DOCUMENT PASSAGE.
11 Important Life Lessons From Reading The Most Brilliant Minds Of All-Time


Reading has changed my life. When I read, my mind is transported into a new world, able to see things from someone else’s perspective, gaining a glimpse of their mistakes and how they rectified them, their triumphs and how they did or didn’t let it go to their head, the love lost, the passion found, and how to find other great people to spend time with. I mean I truly have found a new life through reading great minds. Suddenly their way of thinking becomes mine, their entire life distilled into four-six hours for my benefit? I don’t see a better investment of my time anywhere else, and I like to glean everything I can from any book I read, so I use simple sticky-flags and underline what I like.

Two weeks later, I go and copy them onto notecards and label them under a category such as ‘life,’ ‘spirituality,’ ‘business,’ or whatever it fits under so I can revisit them later. Recently, I’ve been taking out 10 cards or so in the morning, writing down the quote, briefly explaining it to myself in written form to better understand it and apply it to my life. It’s been such a great practice, and really has helped me put to use all the hours of reading I do in practical application. Here are some of the best takeaways:

1. “In negotiation, he who cares the least wins.” – Tim Ferriss

An example would be when Arnold Schwarzenegger was starting out in the movies, he could turn down a lot of parts he didn’t want to take, because he had money previously from his real estate business and bodybuilding. He wasn’t going in as a broke actor who was forced into any role he was given because he cared the least. He only wanted the leading role parts in any film, because he knew he would get stuck as a background guy if he let producers make him into one.

In any area of your life whether it’s business, art, or some form of deal, if you can build your main source of income up elsewhere like Arnold did, you’ll always win because they care more than you do to ‘lose.” If you have a typical job, why not start something small you’re really interested in, so when the time comes to renegotiate your salary maybe that small-time hobby has now become a modest income where you have the choice to leave because you don’t like the way you’re being treated.

2. “If it’s a good review it will ruin my writing day, and if it’s a bad review, it will ruin my writing day. Either way, I intend to have a writing day.” – Joyce Carol Oates

If someone compliments us, our head inflates and we have this puffed up opinion about ourselves ruining our work for the day, adding this lens over what we create, causing us to think in terms of what would get us more compliments or reviews as opposed to what got us the reviews in the first place which is doing the work that we truly cared about. If we get a bad review, we start to question ourselves, our work, if we’re even good, and it demoralizes us to a point where we’re hesitating going forward, questioning our ideas at every step. Either way, good or bad, keep the feedback and reviews to a minimum with creative work. Just focus on the work and let people say what they may.

SUPPLIED DATA.

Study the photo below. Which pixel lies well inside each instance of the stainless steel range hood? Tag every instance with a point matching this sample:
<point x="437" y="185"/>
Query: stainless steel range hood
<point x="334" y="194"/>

SET OF TASKS.
A – Reproduce the passage of the reading life lessons article from "11 Important Life" up to and including "what I like.".
B – In the reading life lessons article, why could Arnold Schwarzenegger turn down many movie parts when he was starting out?
C – Resume the reading life lessons article after its last sentence.

RESPONSES BY TASK.
A –
11 Important Life Lessons From Reading The Most Brilliant Minds Of All-Time


Reading has changed my life. When I read, my mind is transported into a new world, able to see things from someone else’s perspective, gaining a glimpse of their mistakes and how they rectified them, their triumphs and how they did or didn’t let it go to their head, the love lost, the passion found, and how to find other great people to spend time with. I mean I truly have found a new life through reading great minds. Suddenly their way of thinking becomes mine, their entire life distilled into four-six hours for my benefit? I don’t see a better investment of my time anywhere else, and I like to glean everything I can from any book I read, so I use simple sticky-flags and underline what I like.

B – He already had money from his real estate business and bodybuilding.

C –
3. “You will always find those who think they know what is your duty better than you know it. It is easy in to live after the world’s opinion, it is easy in solitude to live after our own.” – Emerson

Whether it’s our parents, spouses, friends, or critics, people will always suggest to us what we ‘should’ do, or should work on. But who knows us better than us? Well, only a person who spends time alone with his thoughts, feeling what he really feels, thinking what he really thinks can confidently tell the others who think they know what’s best for him. “No, I know what’s important to me, and I will stick with it regardless of the outside world’s opinion.”

Once you get there, and you forget about what your neighbor is doing on Facebook, or friends are doing on Snapchat you become more and more confident in the direction you’re taking because somewhere deep down, you know it’s not some contrived thought that has been placed in there from the crowd, because you haven’t been with the crowd. And when you create from deep down, creating what truly interests you and excites you without thinking of how it’ll be accepted, paradoxically that’s when it connects with an audience because we’re all strangely connected in a way I can’t fully articulate, but I feel as if we all hold these certain truths within us, as if they’re programmed in us, we feel the deep truth in our heart when someone spews their deep truth, it causes this intimate connection & bond between creator and consumer.

4. “It is in times of great security that the spirit should be preparing itself to deal with difficult times. In the midst of peace, the solider trains and prepares.” – Seneca

It’s when we least expect it that fortune strikes us down. When we’re succeeding is when we must ‘rehearse the worst’ as Seneca would say, whether that’s financially by wearing shitty ripped clothes (not the trendy ripped ones) but worn-out clothes you can buy for a dollar or so. Eating only beans out of a can and possibly some instant coffee. Walking to get around, not using our car. Whether that’s not using one of our arms at all for a few days, knowing that you could lose it at any moment, if it can happen, it can happen to you.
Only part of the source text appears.